### WHAT THE TASK ASKS:
Copy out the records word for word, starting at the line that contains "Pop quiz! Can you mark the white building" and ending at the line that contains "[575,308,884,558]".

### DATA FOR THIS TASK:
########

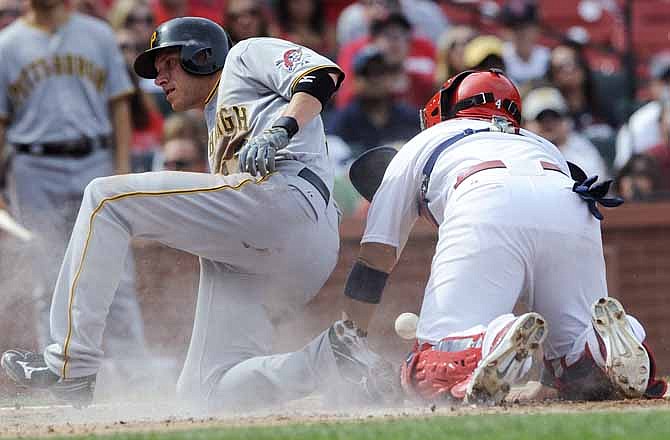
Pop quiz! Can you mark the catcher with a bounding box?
[344,69,666,402]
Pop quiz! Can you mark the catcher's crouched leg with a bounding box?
[400,333,484,401]
[542,297,668,400]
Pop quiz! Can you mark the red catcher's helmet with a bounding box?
[421,69,521,129]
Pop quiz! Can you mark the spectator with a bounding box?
[463,35,505,72]
[335,14,435,109]
[547,44,614,137]
[153,112,208,172]
[69,0,107,20]
[501,0,550,87]
[327,46,420,157]
[161,138,207,173]
[150,0,226,24]
[277,0,335,55]
[107,0,156,43]
[224,0,277,43]
[522,87,609,180]
[337,0,449,48]
[116,29,163,173]
[0,0,150,381]
[614,51,670,168]
[434,26,477,88]
[646,100,670,196]
[615,154,661,202]
[0,0,25,29]
[108,0,167,101]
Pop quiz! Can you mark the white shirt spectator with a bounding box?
[337,0,449,47]
[502,42,551,84]
[614,101,661,170]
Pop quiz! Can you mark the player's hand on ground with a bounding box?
[238,127,289,177]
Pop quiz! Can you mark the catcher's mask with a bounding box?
[420,69,521,130]
[133,17,233,79]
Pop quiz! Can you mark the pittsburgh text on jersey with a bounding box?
[207,105,249,174]
[9,54,107,107]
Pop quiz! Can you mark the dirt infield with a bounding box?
[0,392,670,437]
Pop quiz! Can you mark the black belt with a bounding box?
[14,136,112,157]
[298,168,330,205]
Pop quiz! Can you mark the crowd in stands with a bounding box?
[0,0,670,215]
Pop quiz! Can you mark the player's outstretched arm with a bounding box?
[344,242,397,331]
[238,71,338,176]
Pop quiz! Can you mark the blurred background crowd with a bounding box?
[0,0,670,216]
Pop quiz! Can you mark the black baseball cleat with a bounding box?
[328,319,401,404]
[0,349,96,408]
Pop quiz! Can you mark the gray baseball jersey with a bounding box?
[45,38,346,409]
[0,13,145,378]
[206,38,339,184]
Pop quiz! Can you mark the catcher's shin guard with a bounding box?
[466,312,547,404]
[400,333,484,401]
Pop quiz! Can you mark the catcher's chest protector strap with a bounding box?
[419,128,491,223]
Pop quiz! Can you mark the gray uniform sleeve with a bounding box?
[100,28,134,100]
[239,38,343,100]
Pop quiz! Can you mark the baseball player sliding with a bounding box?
[345,70,666,402]
[2,17,400,410]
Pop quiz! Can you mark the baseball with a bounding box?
[395,312,419,339]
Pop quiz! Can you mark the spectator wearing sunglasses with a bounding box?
[224,0,278,43]
[154,113,208,173]
[107,0,156,43]
[0,0,23,29]
[116,28,163,173]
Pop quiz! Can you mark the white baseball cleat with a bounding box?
[328,319,401,403]
[591,298,650,398]
[465,312,547,405]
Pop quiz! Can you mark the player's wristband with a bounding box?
[344,261,389,304]
[272,116,300,139]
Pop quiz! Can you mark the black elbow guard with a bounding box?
[344,261,389,304]
[293,67,343,108]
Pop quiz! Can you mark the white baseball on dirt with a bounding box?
[395,312,419,339]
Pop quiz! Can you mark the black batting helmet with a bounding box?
[134,17,232,78]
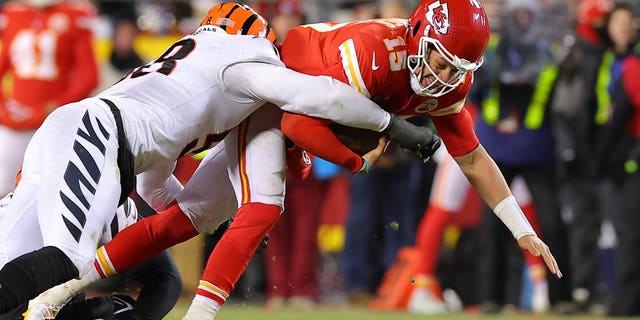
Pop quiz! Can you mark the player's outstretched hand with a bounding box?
[518,235,562,279]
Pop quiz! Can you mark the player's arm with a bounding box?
[281,112,363,173]
[438,107,562,278]
[53,7,99,106]
[281,34,396,173]
[221,62,434,155]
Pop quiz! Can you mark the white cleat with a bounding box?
[407,288,448,315]
[22,302,60,320]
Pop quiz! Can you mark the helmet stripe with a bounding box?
[220,2,240,31]
[242,14,258,34]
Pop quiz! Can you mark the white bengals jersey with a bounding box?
[98,26,387,173]
[98,28,282,173]
[0,26,390,275]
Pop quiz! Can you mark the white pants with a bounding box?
[0,102,120,275]
[177,106,286,233]
[0,126,35,197]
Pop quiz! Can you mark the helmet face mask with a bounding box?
[407,0,489,97]
[407,37,470,97]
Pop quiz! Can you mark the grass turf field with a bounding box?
[165,300,640,320]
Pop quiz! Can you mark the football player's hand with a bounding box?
[402,133,442,163]
[358,136,389,174]
[518,235,562,279]
[383,114,440,162]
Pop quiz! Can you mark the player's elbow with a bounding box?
[280,112,302,141]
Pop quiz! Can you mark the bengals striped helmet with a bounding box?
[200,2,276,42]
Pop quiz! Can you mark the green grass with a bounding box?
[165,301,640,320]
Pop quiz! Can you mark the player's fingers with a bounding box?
[541,243,562,279]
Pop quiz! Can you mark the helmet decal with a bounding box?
[425,0,450,34]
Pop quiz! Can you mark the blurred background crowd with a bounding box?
[0,0,640,316]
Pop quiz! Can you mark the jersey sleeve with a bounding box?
[331,29,391,98]
[220,62,391,132]
[431,108,480,157]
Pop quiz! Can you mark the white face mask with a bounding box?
[24,0,60,8]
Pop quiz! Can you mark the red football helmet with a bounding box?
[407,0,490,97]
[200,2,276,42]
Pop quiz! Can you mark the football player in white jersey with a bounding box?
[0,3,438,313]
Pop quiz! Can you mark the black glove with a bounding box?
[383,114,441,162]
[402,133,442,163]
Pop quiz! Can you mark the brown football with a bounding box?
[329,124,382,155]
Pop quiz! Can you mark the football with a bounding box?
[329,124,382,155]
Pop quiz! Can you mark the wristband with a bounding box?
[493,195,536,240]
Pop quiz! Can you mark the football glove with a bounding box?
[402,133,442,163]
[383,114,441,162]
[383,114,440,160]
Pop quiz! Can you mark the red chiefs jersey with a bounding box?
[280,19,478,171]
[0,2,99,130]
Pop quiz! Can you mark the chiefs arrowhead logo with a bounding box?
[426,0,450,34]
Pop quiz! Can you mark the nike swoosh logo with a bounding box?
[113,296,133,315]
[371,52,380,71]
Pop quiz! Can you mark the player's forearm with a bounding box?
[223,63,391,132]
[455,145,535,239]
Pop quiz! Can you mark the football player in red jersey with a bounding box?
[0,0,98,195]
[32,0,561,319]
[281,0,562,277]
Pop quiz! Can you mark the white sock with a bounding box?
[182,295,222,320]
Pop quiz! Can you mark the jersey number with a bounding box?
[10,30,58,80]
[384,37,407,71]
[131,39,196,78]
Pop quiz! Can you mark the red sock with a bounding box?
[196,203,280,306]
[94,202,198,278]
[416,205,451,275]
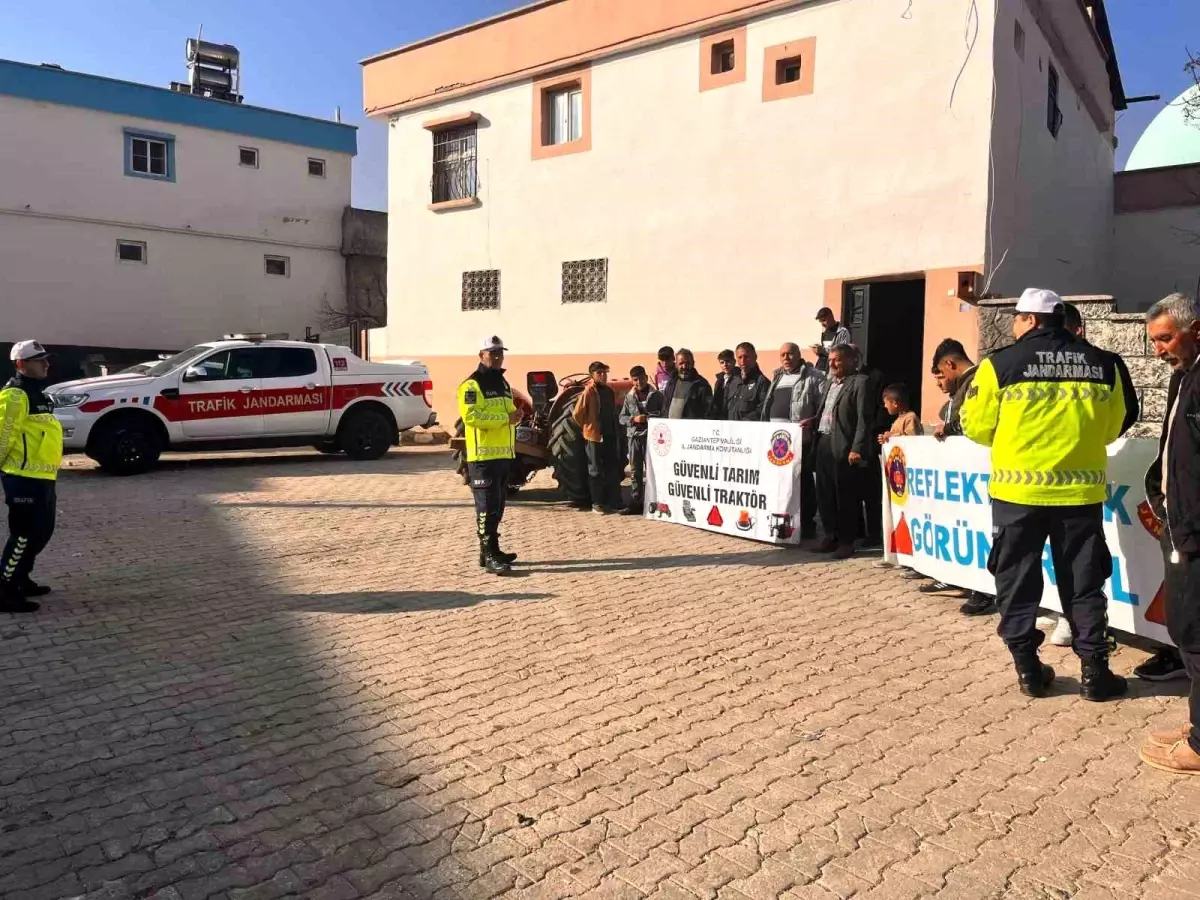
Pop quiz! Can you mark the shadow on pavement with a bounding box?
[527,547,829,572]
[287,588,558,616]
[62,448,452,480]
[0,454,460,900]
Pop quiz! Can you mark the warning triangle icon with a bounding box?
[892,512,912,557]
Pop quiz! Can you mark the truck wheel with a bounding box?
[337,409,392,460]
[89,416,162,475]
[550,403,592,503]
[454,419,470,485]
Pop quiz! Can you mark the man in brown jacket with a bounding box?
[572,362,623,515]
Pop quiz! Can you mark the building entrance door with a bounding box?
[841,278,931,416]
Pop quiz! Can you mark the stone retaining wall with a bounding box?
[978,296,1171,438]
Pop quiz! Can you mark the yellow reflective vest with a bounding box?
[0,376,62,481]
[960,329,1136,506]
[458,365,517,462]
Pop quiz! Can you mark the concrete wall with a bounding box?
[0,96,352,348]
[988,0,1115,295]
[979,296,1171,438]
[0,215,344,349]
[1112,206,1200,310]
[372,0,992,410]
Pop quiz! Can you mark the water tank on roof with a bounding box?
[185,37,241,68]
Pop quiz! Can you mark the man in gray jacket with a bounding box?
[617,366,662,516]
[762,343,827,540]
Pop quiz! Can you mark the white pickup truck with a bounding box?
[47,335,437,475]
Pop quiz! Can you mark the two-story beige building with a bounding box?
[364,0,1124,418]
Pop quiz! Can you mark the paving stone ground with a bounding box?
[0,449,1200,900]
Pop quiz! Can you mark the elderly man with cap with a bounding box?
[961,288,1127,701]
[572,360,624,515]
[458,335,521,575]
[0,341,62,612]
[809,306,854,374]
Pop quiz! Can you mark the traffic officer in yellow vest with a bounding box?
[961,288,1127,701]
[0,341,62,612]
[458,335,521,575]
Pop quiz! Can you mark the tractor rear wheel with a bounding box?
[550,403,592,503]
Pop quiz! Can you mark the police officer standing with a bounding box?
[458,335,521,575]
[961,288,1127,701]
[0,341,62,612]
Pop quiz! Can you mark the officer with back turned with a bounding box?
[458,335,521,575]
[0,341,62,612]
[961,288,1127,701]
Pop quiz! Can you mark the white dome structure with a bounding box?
[1126,85,1200,172]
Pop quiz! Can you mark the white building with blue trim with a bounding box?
[0,60,356,381]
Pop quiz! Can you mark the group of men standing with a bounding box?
[575,308,884,558]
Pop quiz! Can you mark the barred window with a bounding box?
[432,124,479,203]
[563,259,608,304]
[462,269,500,312]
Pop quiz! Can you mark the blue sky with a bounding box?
[0,0,1200,209]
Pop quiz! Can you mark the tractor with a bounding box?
[450,372,634,504]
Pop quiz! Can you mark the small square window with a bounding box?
[462,269,500,312]
[775,56,800,84]
[563,259,608,304]
[713,41,738,74]
[125,132,175,181]
[116,240,146,263]
[263,257,292,278]
[546,84,583,144]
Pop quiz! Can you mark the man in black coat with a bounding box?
[662,349,713,419]
[1140,294,1200,775]
[713,341,770,422]
[814,346,880,559]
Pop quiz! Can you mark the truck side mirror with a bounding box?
[526,372,558,409]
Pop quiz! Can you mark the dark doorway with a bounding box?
[841,278,928,415]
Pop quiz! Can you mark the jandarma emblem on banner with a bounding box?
[650,425,671,456]
[767,431,796,466]
[884,446,908,506]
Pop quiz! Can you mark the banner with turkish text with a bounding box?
[882,438,1170,643]
[646,419,800,544]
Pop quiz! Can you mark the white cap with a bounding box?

########

### WRITTEN SOLUTION:
Pop quiz! Can you mark the white building with blue trim with a bounding box?
[0,60,356,381]
Pop quiz! Can you mark the group of men standing with a bounding box?
[575,308,884,558]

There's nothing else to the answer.